======== Texte de l'exercice

Elle est censée arriver en octobre. Petit hic, le vaccin va être prêt en novembre. Délai administratif. Et nous, les cons, qu'est-ce qu'on fait durant un mois? On prend un grand respir. Et on tousse dans notre coude. C'est ben beau tousser dans notre coude pour ne pas contaminer autrui en donnant la main, mais dans le métro, ça joue plus du coude que ça se donne la main. Durant un mois, le virus va pouvoir se promener partout sans que rien ne puisse l'arrêter. On n'a rien pour se défendre. Que nos petits anticorps personnels. En passant, un anticorps, ce n'est pas le corps de quelqu'un qui ne s'entraîne pas, ce n'est pas le corps de quelqu'un qui passe son temps au Tim Hortons. Non, c'est une protéine spéciale de défense. Elle est censée nous protéger lorsqu'une substance étrangère s'introduit dans notre organisme. Sauf que nos anticorps sont rendus à boutte. Ils luttent à chaque instant contre des millions de microbes. La grippe A (H1N1), c'est trop pour eux. Ils la laissent passer. Et on est fait. Ça prend le vaccin pour leur donner un regain d'énergie. Mais il n'est pas prêt.

 

La solution: l'hibernation nationale. Une pandémie se propage parce que les êtres humains se côtoient. Dans l'autobus, dans l'ascenseur, au bureau, au centre commercial, au restaurant. Réglons le problème, restons chez nous. Et facebookons. Les seuls virus que peuvent donner nos amis Facebook attaquent notre ordinateur, pas notre santé.

================

-- Consigne A --
Répondez aux questions suivantes à partir du texte sur la grippe A (H1N1).
(i) En quel mois le vaccin va-t-il être prêt ?
(ii) Qu'est-ce qu'un anticorps, d'après le texte ?
(iii) Quelle solution le texte propose-t-il ?
-- Consigne B --
Reproduisez fidèlement le passage du texte sur la grippe A (H1N1) qui va de « La solution: l'hibernation » jusqu'à « pas notre santé. » inclus.

======== Données fournies

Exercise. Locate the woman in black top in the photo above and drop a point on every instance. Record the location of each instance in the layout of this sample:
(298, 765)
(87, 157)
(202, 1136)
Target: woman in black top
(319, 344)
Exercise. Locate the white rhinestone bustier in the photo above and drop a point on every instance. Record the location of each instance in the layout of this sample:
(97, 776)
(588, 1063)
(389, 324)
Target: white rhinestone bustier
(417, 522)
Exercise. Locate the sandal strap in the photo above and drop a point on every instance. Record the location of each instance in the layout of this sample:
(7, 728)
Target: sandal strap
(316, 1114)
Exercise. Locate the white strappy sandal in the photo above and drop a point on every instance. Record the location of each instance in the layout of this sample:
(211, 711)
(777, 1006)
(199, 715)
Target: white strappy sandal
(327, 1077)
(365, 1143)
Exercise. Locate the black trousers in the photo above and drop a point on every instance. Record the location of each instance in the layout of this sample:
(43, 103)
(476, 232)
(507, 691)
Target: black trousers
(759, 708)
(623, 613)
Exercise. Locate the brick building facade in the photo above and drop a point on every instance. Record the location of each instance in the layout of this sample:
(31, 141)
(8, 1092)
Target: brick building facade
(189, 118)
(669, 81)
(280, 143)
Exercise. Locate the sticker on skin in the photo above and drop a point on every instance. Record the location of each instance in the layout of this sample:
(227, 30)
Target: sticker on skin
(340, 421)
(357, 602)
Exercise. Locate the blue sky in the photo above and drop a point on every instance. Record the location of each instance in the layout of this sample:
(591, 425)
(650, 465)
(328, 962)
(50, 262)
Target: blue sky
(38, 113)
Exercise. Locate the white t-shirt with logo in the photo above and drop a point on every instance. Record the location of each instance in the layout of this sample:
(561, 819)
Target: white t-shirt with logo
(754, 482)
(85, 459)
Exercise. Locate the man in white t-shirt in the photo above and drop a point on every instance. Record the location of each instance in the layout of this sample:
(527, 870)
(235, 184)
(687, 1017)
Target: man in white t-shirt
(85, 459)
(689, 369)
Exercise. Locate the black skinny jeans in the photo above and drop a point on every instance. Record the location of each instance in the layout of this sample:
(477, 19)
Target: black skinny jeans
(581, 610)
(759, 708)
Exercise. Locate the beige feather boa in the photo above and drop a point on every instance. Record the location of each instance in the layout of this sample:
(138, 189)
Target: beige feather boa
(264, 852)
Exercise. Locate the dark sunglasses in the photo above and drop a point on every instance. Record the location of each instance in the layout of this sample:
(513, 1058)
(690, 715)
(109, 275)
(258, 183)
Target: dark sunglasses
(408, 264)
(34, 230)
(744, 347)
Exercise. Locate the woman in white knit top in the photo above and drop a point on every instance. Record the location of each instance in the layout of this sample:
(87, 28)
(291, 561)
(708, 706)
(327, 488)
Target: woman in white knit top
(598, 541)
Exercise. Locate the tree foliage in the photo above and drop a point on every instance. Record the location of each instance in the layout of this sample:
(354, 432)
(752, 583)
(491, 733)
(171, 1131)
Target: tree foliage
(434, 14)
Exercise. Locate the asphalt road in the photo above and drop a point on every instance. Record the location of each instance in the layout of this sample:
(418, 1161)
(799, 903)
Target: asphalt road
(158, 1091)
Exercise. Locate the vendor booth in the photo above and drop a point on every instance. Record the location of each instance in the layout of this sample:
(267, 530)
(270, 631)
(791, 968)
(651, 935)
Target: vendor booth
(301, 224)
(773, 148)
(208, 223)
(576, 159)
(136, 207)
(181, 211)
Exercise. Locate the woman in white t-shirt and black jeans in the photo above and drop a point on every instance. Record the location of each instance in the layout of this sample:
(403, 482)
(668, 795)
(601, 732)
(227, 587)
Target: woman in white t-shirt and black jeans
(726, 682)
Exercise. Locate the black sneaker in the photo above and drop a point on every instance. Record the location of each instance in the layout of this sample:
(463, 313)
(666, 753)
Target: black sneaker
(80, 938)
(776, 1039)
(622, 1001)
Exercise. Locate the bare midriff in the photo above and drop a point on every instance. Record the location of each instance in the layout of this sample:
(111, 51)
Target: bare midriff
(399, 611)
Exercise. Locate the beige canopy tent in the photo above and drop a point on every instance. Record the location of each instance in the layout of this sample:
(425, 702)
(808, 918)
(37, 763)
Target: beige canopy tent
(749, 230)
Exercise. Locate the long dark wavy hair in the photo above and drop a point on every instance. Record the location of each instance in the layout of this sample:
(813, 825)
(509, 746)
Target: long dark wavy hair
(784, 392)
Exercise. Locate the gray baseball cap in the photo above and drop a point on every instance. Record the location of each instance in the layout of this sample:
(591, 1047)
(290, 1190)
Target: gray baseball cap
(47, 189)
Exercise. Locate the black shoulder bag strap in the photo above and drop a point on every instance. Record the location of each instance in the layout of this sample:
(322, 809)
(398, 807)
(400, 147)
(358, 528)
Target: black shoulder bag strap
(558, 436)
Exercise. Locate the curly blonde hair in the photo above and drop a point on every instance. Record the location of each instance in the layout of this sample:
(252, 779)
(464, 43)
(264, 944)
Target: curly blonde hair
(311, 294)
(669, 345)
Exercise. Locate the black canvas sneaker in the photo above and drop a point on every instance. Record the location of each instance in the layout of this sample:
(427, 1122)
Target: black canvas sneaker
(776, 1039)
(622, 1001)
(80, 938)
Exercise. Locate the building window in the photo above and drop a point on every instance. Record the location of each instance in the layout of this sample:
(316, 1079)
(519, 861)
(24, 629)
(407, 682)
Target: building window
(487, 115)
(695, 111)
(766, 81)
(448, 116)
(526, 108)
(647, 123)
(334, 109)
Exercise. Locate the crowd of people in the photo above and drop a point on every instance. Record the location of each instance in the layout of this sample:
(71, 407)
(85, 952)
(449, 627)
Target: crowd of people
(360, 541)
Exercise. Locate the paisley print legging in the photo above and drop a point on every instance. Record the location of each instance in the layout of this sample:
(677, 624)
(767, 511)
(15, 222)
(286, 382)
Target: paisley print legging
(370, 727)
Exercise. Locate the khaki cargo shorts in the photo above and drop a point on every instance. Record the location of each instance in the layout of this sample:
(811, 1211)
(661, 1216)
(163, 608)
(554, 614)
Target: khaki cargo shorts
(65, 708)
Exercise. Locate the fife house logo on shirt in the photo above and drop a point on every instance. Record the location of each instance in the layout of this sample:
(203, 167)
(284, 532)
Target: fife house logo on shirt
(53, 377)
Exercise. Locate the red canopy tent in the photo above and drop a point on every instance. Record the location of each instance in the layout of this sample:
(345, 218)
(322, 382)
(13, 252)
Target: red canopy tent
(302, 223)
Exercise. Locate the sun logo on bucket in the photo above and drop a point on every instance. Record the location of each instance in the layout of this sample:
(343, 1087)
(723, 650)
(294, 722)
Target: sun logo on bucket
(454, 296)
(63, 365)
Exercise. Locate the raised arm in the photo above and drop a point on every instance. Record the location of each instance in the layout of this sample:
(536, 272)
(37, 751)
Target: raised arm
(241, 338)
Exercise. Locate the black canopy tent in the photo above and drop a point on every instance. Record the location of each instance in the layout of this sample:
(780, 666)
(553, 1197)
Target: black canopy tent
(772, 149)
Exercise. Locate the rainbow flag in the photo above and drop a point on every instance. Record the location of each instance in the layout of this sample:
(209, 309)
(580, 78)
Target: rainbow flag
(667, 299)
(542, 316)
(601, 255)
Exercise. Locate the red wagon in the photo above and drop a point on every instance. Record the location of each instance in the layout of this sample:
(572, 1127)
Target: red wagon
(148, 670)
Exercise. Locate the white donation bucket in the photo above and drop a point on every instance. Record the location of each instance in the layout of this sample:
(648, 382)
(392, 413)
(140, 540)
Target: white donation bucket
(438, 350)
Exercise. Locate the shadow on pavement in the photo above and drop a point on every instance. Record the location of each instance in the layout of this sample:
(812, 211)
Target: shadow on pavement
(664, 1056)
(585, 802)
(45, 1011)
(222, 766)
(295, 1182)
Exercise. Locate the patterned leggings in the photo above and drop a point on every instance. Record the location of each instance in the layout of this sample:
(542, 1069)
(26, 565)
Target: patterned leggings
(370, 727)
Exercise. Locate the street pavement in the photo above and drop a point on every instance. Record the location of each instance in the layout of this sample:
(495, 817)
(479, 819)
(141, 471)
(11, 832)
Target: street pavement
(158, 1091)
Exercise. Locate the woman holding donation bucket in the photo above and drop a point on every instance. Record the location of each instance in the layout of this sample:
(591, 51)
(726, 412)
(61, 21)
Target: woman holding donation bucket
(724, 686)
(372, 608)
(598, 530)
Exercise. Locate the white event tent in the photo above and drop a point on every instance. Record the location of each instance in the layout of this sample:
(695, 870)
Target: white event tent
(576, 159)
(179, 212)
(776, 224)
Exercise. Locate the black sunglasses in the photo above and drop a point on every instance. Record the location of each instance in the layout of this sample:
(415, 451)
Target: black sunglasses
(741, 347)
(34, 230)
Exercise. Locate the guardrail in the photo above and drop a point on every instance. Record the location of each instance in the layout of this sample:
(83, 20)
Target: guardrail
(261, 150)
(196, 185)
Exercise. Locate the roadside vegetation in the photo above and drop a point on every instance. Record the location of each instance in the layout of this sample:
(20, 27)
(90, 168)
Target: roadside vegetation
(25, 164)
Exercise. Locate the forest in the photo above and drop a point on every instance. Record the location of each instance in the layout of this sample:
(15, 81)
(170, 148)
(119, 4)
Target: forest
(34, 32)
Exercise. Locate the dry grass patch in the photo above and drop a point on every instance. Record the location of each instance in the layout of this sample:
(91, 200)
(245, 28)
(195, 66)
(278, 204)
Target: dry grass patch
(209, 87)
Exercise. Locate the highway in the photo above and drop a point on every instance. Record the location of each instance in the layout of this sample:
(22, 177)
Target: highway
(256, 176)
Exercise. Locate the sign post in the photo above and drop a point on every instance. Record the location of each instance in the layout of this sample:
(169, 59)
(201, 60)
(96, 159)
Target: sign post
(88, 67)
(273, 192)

================

-- Corrigé A --
(i) En novembre.
(ii) Une protéine spéciale de défense.
(iii) L'hibernation nationale.

-- Corrigé B --
La solution: l'hibernation nationale. Une pandémie se propage parce que les êtres humains se côtoient. Dans l'autobus, dans l'ascenseur, au bureau, au centre commercial, au restaurant. Réglons le problème, restons chez nous. Et facebookons. Les seuls virus que peuvent donner nos amis Facebook attaquent notre ordinateur, pas notre santé.